<<<<

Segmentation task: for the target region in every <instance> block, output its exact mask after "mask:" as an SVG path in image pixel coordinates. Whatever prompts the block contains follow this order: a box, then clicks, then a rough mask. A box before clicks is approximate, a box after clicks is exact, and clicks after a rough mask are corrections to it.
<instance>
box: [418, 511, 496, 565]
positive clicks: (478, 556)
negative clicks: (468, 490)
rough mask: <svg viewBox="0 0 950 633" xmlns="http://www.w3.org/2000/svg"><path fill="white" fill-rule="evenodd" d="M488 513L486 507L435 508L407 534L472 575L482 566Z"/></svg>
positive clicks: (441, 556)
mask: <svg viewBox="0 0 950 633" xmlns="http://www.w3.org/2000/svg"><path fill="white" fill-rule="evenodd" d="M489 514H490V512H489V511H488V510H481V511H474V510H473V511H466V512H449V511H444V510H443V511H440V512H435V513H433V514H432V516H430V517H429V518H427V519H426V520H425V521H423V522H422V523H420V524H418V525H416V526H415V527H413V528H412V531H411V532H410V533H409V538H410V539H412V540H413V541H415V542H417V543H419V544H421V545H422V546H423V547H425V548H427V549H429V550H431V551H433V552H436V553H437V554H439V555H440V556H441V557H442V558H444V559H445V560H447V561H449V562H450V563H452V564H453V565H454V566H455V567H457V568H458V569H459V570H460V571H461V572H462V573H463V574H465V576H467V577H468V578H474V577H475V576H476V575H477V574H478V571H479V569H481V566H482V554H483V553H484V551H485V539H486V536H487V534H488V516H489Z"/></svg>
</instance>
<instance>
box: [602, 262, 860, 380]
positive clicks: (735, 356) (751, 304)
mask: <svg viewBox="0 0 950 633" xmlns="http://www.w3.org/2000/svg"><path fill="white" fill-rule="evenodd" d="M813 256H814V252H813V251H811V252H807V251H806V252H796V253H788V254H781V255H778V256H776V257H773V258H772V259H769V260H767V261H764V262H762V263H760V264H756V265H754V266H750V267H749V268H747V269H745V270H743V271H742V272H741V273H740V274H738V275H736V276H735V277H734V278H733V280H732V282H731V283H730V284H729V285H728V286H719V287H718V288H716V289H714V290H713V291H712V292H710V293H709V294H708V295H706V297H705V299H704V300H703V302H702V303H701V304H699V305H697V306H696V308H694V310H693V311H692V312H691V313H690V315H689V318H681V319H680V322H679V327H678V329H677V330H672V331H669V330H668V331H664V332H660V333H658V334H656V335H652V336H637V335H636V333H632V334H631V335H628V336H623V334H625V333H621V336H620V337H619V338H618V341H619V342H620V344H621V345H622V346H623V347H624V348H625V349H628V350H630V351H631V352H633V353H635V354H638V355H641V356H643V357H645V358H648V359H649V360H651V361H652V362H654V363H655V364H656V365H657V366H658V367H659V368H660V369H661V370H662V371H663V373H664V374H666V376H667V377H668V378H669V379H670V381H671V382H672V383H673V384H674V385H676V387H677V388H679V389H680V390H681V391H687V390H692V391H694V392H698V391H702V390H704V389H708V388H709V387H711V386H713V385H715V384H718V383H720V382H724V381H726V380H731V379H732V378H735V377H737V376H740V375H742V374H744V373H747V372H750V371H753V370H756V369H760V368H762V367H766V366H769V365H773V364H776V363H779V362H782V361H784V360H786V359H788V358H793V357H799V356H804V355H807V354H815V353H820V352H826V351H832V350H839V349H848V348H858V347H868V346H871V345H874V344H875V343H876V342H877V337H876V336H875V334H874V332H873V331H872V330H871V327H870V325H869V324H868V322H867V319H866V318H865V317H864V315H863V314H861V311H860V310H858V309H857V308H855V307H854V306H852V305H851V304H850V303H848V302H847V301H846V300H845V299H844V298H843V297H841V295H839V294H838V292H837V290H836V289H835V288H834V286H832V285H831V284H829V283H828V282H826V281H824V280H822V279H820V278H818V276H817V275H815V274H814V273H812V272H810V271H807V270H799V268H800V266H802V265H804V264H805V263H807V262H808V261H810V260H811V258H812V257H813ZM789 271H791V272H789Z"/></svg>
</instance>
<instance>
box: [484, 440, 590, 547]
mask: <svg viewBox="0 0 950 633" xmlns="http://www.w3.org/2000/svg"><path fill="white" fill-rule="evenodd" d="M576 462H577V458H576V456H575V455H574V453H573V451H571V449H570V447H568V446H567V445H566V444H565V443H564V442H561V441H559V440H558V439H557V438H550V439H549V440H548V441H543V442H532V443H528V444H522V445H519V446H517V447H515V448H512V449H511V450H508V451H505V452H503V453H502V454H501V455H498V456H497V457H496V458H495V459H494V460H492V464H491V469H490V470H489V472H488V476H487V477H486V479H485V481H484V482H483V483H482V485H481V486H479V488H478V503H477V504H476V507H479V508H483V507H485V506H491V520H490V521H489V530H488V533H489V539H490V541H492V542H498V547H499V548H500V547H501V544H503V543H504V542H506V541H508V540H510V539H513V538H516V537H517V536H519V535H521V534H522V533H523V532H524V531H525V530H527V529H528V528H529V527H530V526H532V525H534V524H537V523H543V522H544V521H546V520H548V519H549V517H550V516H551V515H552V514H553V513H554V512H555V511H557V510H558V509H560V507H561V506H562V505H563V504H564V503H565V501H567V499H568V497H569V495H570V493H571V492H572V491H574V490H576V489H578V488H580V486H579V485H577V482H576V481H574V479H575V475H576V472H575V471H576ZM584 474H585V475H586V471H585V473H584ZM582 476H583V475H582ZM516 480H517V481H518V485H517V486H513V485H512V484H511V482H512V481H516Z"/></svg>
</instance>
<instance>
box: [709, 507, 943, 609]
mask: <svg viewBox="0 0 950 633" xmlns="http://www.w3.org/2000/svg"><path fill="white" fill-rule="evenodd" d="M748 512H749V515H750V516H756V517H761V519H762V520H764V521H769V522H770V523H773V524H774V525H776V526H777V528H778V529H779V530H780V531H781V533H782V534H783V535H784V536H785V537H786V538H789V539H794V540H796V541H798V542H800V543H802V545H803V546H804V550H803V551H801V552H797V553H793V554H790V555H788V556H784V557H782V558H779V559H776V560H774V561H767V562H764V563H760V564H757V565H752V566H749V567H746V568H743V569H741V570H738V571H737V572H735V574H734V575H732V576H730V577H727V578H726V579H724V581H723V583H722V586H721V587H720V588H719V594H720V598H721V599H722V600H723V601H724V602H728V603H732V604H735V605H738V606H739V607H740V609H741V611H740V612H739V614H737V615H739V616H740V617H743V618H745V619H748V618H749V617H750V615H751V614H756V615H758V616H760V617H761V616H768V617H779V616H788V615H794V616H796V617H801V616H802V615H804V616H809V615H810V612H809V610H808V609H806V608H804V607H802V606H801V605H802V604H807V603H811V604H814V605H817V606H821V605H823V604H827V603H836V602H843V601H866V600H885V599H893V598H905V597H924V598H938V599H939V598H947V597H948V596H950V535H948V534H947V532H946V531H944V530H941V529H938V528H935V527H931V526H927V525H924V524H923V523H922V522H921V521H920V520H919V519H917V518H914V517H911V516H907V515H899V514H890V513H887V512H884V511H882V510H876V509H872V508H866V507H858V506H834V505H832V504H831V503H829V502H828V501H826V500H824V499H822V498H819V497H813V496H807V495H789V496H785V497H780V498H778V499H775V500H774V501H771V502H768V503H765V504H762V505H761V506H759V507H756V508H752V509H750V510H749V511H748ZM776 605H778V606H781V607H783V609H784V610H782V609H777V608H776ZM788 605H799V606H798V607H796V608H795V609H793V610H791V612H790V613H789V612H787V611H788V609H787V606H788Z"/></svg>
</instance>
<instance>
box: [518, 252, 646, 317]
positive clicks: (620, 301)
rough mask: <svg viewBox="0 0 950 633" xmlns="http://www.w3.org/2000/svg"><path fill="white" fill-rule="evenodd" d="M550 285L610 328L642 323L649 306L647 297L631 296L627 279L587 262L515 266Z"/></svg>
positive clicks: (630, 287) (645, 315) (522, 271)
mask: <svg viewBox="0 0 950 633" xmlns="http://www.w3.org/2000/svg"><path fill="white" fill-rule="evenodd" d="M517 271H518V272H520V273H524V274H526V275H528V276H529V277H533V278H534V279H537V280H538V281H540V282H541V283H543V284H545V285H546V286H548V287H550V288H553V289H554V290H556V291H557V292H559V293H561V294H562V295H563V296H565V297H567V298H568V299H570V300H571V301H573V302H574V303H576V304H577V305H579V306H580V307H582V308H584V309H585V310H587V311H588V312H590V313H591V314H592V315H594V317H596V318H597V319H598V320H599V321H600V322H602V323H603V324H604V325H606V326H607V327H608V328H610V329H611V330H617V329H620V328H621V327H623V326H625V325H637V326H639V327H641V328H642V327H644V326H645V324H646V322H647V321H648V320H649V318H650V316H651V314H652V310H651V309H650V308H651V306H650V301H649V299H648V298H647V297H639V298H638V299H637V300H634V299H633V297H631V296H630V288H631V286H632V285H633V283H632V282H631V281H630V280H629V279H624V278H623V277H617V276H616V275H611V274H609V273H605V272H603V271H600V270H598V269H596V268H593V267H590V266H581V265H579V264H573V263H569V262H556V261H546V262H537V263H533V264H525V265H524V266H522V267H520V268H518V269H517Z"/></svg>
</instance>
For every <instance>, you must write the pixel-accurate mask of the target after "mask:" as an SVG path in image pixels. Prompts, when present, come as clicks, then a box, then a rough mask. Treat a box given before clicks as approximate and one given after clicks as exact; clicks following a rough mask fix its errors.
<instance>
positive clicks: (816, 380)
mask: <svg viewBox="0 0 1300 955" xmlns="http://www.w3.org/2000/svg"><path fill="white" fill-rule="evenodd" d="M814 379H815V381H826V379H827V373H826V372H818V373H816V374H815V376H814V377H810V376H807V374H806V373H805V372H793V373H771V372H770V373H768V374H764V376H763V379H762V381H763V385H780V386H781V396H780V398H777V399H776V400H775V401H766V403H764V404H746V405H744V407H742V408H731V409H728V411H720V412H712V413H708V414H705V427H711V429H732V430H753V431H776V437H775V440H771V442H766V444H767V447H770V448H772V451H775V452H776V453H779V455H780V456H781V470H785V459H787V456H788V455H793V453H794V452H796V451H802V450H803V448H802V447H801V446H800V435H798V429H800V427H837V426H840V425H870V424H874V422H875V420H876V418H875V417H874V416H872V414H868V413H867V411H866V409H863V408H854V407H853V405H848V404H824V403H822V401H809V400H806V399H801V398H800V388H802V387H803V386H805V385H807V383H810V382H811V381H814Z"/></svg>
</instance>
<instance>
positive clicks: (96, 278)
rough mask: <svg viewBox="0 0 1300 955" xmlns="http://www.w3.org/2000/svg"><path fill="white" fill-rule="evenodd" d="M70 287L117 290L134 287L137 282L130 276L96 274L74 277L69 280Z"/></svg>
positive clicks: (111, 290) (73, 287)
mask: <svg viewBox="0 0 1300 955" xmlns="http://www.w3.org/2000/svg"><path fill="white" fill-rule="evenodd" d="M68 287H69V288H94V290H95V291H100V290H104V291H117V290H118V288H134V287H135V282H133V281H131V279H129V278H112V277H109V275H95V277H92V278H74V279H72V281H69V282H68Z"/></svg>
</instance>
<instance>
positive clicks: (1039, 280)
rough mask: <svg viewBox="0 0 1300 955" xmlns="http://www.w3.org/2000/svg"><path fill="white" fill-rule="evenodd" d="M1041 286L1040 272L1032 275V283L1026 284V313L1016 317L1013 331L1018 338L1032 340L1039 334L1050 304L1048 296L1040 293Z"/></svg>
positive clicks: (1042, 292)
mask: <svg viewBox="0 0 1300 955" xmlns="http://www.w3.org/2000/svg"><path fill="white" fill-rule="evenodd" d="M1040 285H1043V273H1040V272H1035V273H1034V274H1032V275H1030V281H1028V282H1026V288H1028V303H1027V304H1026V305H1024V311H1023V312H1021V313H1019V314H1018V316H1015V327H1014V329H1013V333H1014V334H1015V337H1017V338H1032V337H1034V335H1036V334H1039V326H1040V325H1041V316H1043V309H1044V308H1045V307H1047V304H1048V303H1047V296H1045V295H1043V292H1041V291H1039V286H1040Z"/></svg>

>>>>

▶ [Task goal]: Reproduce word for word everything from the first of the lines above down to the line containing "negative clicks: (468, 490)", including both ends.

▶ [Solution to this exercise]:
Segmentation task: for the target region in every <instance> block, output its exact mask after "mask:" as an SVG path in image pixel coordinates. Whatever prompts the block contains follow this order: a box, then clicks, then a rough mask. A box before clicks is approximate, a box after clicks is exact, and clicks after a rough mask are corrections to it.
<instance>
box: [418, 511, 496, 565]
positive clicks: (478, 556)
negative clicks: (468, 490)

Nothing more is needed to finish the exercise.